_Instrucción 1_
Reproduce literalmente el fragmento del obituario de Jane Birkin que empieza por "Jane Birkin en" y sigue hasta "una madurez escandalosa.".
_Instrucción 2_
Prosigue el obituario de Jane Birkin a partir de la última frase que aparece.

Obituario: Jane Birkin (1946 – 2023) en tres interpretaciones y una canción

Jane Birkin en tres interpretaciones y una canción sensual

            El domingo nos despertó aún con cerco de lágrimas por el fallecimiento del enorme Francisco Ibáñez cuando nos asestó una nueva puñalada entre loas a la virgen del Carmen, campanas al vuelo de iglesias incluidas, y aromas a vermú torero: Jane Birkin, la musa de la liberación sexual y mirada transparente nos había dejado también a un nuevo viaje donde dejar a otros boquiabiertos con su aspecto andrógino y sus interpretaciones sorprendentemente completas y de una madurez escandalosa.

            Yo quiero hablar de sus tres películas que más me marcaron y que cuando regreso a ellas me siguen diciendo tanto que nunca me arrepiento de volver a revisarlas. Y, cómo no, de aquella canción compuesta e interpretada por su entonces pareja, el libertino y liberado del yugo de la moral judeocristiana, tan dañina siempre, Serge Gainsbourg: Je t’aime moi non plus, donde toda la carcundia del nacionalcatolicismo de aquellos días (tan cercana a la actual para desgracia colectiva de este país) se movió hasta prohibirla porque Serge y Jane, que había dejado a su esposo, el sacramento y todo lo que conllevaba, incluido Londres, por este vivalavirgen de ojos cargados y olor a marihuana como perfume; tenían relaciones sexuales mientras registraban sus voces en el sencillo. Y, claro, había que prohibir todo aquello. Ella nos regaló una sensualidad desconocida en aquella España oscura donde los emigrantes en Alemania o Francia contaban al regresar para hacer la mili que las chicas llevaban las faldas muy cortas y la sonrisa lacada en colores vivos. La España que soñaban aquellos reaccionarios se rompía por todas partes y Jane Birkin fue un cartucho de dinamita fundamental para que aquella presa reventase de una vez y nos inundase con su sensualidad andrógina y su mirada brillante.

_Datos guardados_

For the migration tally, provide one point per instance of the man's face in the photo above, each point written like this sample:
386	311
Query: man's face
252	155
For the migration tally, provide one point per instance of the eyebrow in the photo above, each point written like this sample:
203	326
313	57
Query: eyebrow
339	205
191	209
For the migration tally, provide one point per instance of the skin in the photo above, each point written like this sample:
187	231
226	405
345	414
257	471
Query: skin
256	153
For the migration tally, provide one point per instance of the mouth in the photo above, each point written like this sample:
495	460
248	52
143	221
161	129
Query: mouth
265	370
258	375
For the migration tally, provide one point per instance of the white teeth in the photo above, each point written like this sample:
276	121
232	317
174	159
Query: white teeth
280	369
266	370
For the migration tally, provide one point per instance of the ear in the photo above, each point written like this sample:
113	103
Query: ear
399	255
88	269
...
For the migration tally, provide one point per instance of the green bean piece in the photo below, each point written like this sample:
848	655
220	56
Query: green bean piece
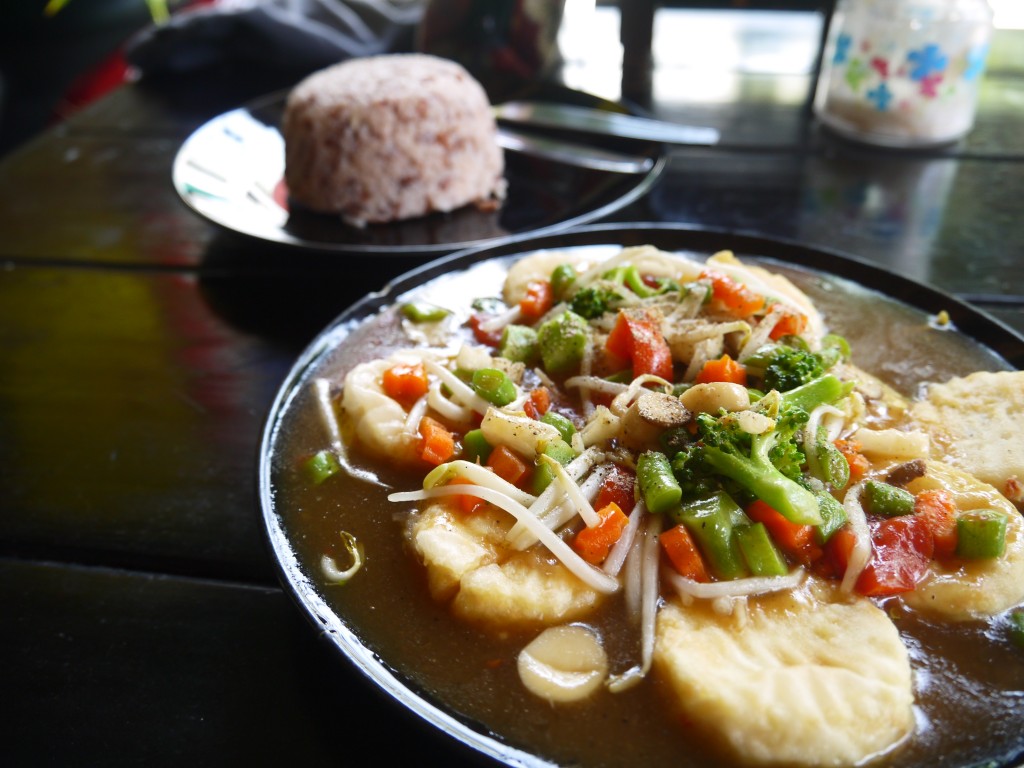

_Resultado del ejercicio 1_
Jane Birkin en tres interpretaciones y una canción sensual

            El domingo nos despertó aún con cerco de lágrimas por el fallecimiento del enorme Francisco Ibáñez cuando nos asestó una nueva puñalada entre loas a la virgen del Carmen, campanas al vuelo de iglesias incluidas, y aromas a vermú torero: Jane Birkin, la musa de la liberación sexual y mirada transparente nos había dejado también a un nuevo viaje donde dejar a otros boquiabiertos con su aspecto andrógino y sus interpretaciones sorprendentemente completas y de una madurez escandalosa.

_Resultado del ejercicio 2_
            Poco después de aquel escándalo entre la adúltera y el libertino a cuarenta y cinco revoluciones por minuto llegó su Penélope, la chica que jugando a hacerse la inocente era de todo menos eso en La Piscina (La piscine, J. Deray, 1969), un potentísimo thriller psicológico donde daba la réplica a tres pesos pesados del cine europeo: Alain Delon, Rommy Schneider y Maurice Ronet. El rescoldo que hay en lo que fue fuego en el triángulo amoroso entre los tres personajes y esa hija casi adolescente que ve todo y analiza todo sabedora de que no le gusta nada su padre de nuevo cuño y con el que apenas ha tenido relación y el escritor metido a publicista juegan un triángulo diferente de odio que Jane solventa con una estudiada frialdad que se come a ratos, especialmente en la jornada que pasa junto a Jean Paul (Delon) en la playa, a su personaje y lo eleva a esa categoría de Lolita ígnea y gélida a un tiempo. Todo un bombazo que en España vimos mutilada hasta hacer incomprensibles algunos momentos y que hasta pasados unos años de la muerte del tirano no pudimos ver (y entender) la dimensión que Jacques Deary quería dar. Jane venía de hacerse famosa con Blow up, la joya de Antonioni rodada en Londres hablando del mundo de la moda, pero aquí alcanzó esa categoría que tanto cuesta y que, por desgracia, los penosos periodistas rosas tanto han sobado, ser musa. Y lo fue de toda una generación de gente que odiaba la hipocresía y el cinismo que escondían las sotanas, los “como dios manda” y todo lo que había significado aquello de “oír, ver y callar” que el miedo social imponía con una frialdad que convertía la sociedad en una colección de meritorios de ópera cada día. Jane Birkin musitaba palabras, las arrastraba y para hacer perder el sentido a la audiencia erotizada por sus ojos transparentes donde se mecía entonces el disipado compositor francés.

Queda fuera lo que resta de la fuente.